### Problem
From the line with "Practice step: label each instance of the shelf" down to the final line of the material below, quote every line exactly and leave out all lines before it.

— begin Information provided —

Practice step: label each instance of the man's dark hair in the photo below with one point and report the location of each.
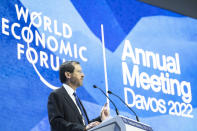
(66, 67)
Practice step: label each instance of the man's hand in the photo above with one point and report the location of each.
(104, 112)
(91, 125)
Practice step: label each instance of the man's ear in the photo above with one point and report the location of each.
(68, 75)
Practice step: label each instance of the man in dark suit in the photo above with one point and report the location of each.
(65, 110)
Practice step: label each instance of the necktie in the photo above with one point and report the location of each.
(81, 108)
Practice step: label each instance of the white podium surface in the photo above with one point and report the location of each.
(121, 123)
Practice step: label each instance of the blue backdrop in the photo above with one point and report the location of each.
(150, 56)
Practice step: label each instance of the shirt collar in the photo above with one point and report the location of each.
(69, 89)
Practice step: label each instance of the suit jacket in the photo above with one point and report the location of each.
(63, 113)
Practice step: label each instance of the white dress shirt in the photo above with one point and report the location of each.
(70, 93)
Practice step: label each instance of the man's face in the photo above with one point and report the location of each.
(77, 76)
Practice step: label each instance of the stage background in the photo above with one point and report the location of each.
(35, 37)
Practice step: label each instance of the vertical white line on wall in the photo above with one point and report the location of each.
(105, 66)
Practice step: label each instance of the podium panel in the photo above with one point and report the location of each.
(121, 123)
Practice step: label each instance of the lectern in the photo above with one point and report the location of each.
(121, 123)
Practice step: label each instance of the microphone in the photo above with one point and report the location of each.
(117, 112)
(126, 105)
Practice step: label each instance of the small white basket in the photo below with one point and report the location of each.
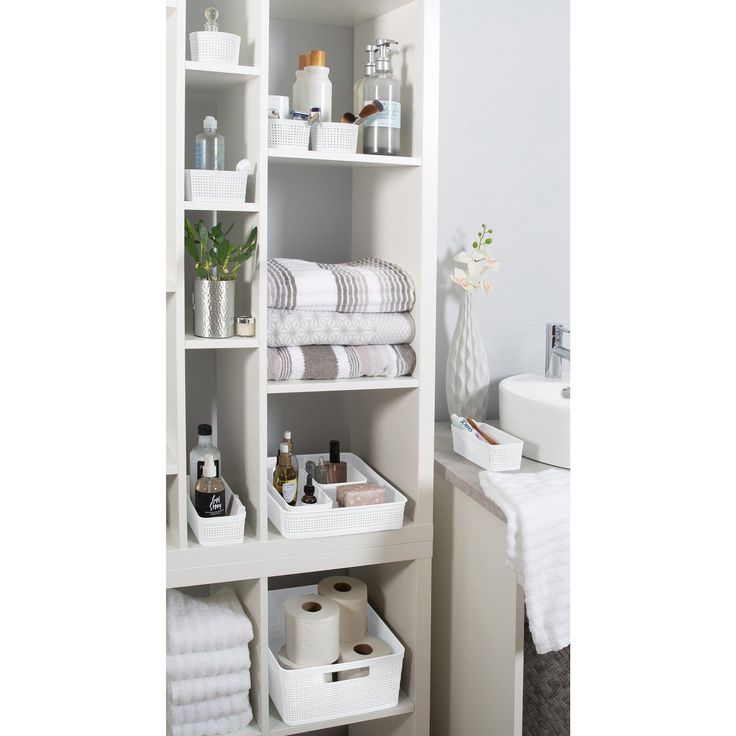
(288, 134)
(506, 455)
(311, 694)
(219, 529)
(329, 520)
(205, 185)
(214, 47)
(335, 137)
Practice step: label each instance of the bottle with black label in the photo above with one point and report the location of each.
(209, 493)
(203, 447)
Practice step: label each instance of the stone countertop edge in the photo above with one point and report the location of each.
(463, 474)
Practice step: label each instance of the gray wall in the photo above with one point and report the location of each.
(504, 160)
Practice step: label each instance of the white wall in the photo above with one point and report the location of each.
(504, 160)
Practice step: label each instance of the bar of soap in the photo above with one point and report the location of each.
(360, 494)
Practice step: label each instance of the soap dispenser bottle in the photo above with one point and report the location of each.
(369, 69)
(382, 131)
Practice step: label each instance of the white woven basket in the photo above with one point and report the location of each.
(329, 520)
(214, 47)
(309, 694)
(335, 137)
(506, 455)
(219, 529)
(205, 185)
(288, 134)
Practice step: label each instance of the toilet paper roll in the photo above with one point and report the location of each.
(351, 595)
(366, 648)
(312, 630)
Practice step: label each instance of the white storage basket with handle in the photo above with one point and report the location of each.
(311, 694)
(324, 519)
(228, 529)
(288, 134)
(335, 137)
(214, 47)
(506, 455)
(205, 185)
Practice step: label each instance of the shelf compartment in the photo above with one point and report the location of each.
(342, 384)
(215, 78)
(192, 342)
(202, 206)
(319, 158)
(278, 728)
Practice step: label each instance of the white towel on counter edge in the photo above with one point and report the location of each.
(537, 509)
(205, 624)
(207, 664)
(214, 726)
(207, 710)
(192, 690)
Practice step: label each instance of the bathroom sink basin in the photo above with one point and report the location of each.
(536, 410)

— end Information provided —

### Result of the exercise
Practice step: label each instance of the shelf compartment in the photo above with one point and report the location of each.
(342, 384)
(215, 78)
(192, 342)
(202, 206)
(319, 158)
(278, 728)
Practice step: label each instance of the white towel on counter edge in the photo above with one point and report the location of each.
(537, 509)
(205, 624)
(207, 664)
(214, 726)
(207, 710)
(192, 690)
Practice step: label each instance of the bathroom sink basin in the photo above with one point and report the location of each.
(536, 410)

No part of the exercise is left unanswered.